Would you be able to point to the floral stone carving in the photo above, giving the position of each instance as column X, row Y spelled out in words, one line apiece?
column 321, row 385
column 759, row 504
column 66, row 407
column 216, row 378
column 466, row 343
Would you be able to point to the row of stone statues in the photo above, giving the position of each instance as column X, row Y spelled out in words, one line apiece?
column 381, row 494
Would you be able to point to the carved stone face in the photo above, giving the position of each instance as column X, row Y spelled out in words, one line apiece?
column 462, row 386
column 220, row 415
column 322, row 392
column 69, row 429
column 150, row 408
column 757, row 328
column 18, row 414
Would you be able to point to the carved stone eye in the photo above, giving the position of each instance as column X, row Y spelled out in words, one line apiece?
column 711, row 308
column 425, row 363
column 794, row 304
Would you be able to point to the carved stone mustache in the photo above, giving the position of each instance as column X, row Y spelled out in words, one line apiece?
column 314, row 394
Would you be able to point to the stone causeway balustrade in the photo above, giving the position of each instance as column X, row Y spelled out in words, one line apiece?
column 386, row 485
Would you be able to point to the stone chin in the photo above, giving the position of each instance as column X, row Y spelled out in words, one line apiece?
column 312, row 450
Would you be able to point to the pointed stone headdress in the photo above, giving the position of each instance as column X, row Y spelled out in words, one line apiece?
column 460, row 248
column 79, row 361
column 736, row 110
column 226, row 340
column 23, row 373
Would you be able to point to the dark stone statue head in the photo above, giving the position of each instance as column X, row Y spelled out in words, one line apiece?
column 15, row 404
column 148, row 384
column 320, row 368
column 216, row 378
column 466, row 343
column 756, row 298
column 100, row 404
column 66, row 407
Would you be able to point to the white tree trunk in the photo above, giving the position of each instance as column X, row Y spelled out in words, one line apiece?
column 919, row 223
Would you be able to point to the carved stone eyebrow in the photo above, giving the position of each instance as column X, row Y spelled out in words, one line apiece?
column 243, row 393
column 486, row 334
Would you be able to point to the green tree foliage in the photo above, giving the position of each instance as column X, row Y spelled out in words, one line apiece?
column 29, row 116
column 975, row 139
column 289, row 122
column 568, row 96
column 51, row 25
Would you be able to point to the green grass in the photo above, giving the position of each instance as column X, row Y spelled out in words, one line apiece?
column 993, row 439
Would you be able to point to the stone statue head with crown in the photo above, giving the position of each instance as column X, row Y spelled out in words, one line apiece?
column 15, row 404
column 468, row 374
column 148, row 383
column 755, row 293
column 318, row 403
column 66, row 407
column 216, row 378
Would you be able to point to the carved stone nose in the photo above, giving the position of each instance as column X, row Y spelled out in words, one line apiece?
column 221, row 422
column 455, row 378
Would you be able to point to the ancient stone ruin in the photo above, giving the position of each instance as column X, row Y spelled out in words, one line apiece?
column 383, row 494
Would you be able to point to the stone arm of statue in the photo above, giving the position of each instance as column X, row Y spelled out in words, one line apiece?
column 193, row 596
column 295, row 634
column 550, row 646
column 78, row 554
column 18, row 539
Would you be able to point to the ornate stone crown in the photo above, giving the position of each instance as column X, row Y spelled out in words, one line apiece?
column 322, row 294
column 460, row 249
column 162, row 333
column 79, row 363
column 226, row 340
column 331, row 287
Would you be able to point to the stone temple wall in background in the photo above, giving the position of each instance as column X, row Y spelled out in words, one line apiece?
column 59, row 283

━━━━━━━━━━━━━━━━

— YOUR TASK —
Can you repeat all of the records above word for word, with no changes?

— ANSWER FOR THE TASK —
Would you be able to point to the floral stone carving in the photo above, giving the position of each instance as column X, row Y spelled out in words, one line apiece?
column 321, row 385
column 759, row 504
column 66, row 407
column 216, row 378
column 466, row 343
Would you be able to point to the row of stone statues in the photo above, giving the position of each instance as column X, row Y spelled out in words, one line apiece?
column 381, row 494
Would you be able to point to the carved stone face in the photo above, giving the position of each instance as column X, row Y spelled out in words, one line apiece?
column 462, row 386
column 220, row 415
column 322, row 392
column 69, row 429
column 150, row 408
column 757, row 328
column 18, row 414
Would you be able to point to the carved stone eye in the photo above, giving the position of each instance as column X, row Y spelled out in words, one line apiece?
column 711, row 308
column 425, row 363
column 794, row 304
Would you be able to point to the carved stone mustache in the photo above, giving the position of each instance as column X, row Y spelled out in words, one line apiece?
column 314, row 394
Would you be able to point to the stone causeway balustrade in the photo above, giving the position of each instance as column X, row Y spelled out in words, one line apiece?
column 386, row 485
Would you be able to point to the stone chin in the photo above, giving the position of each instance as column X, row Y spelled out in words, one line apiece?
column 312, row 450
Would you be able to point to the pointed stone headdress in the photo above, giving the position of each instance as column X, row Y spelled out in words, one line apiece?
column 460, row 248
column 79, row 361
column 736, row 110
column 226, row 340
column 23, row 373
Would you be able to point to the dark stone statue head in the photo above, giving the position of each instance as column X, row Y spelled out in words, one line apiece?
column 15, row 404
column 148, row 384
column 320, row 368
column 216, row 378
column 466, row 343
column 756, row 298
column 100, row 404
column 66, row 407
Would you be able to point to the white tree trunk in the photo above, giving the position of each instance as column X, row Y spelled out in words, one line apiece?
column 919, row 223
Would you be able to point to the carved stone eyebrow in the photo above, giving the position of each instance as column X, row Y spelled out in words, one line apiece?
column 243, row 393
column 486, row 334
Would you be able to point to the green tree foliage in the photo above, giving the position of each instance as column X, row Y spelled out in words, one line apiece?
column 29, row 116
column 975, row 139
column 289, row 122
column 568, row 96
column 51, row 25
Would you be able to point to the green grass in the photo above, giving the position of each instance as column X, row Y spelled out in words, one line apiece?
column 993, row 439
Would you be able to point to the stone statue head with crown in the photo above, giving the position of each instance as column X, row Y spelled out in words, one line apiece?
column 15, row 404
column 468, row 374
column 148, row 383
column 755, row 293
column 318, row 403
column 66, row 407
column 216, row 378
Would you be able to point to the carved stone nose in the photo above, giving the position of each instance as column X, row Y spelled out in words, one line apiece?
column 221, row 422
column 455, row 378
Would you be able to point to the ancient stone ruin in the photo above, giving the position of each instance as column X, row Y spelled out in words, one line apiece?
column 383, row 494
Would you be able to point to the stone arm of statue in the photo above, giving the position of each instance as column X, row Y spelled out in words, one line apiece?
column 193, row 596
column 295, row 634
column 550, row 646
column 78, row 554
column 18, row 539
Would you be able to point to the ornate stone crown in the photo above, giving the position of each instance as column X, row Y spelled out in words, one line apiece?
column 322, row 294
column 460, row 249
column 162, row 333
column 79, row 363
column 226, row 340
column 331, row 287
Would you be able to point to the stone temple wall in background in the photo above, giving the position of each instance as column X, row Y spelled out in words, one line apiece?
column 59, row 283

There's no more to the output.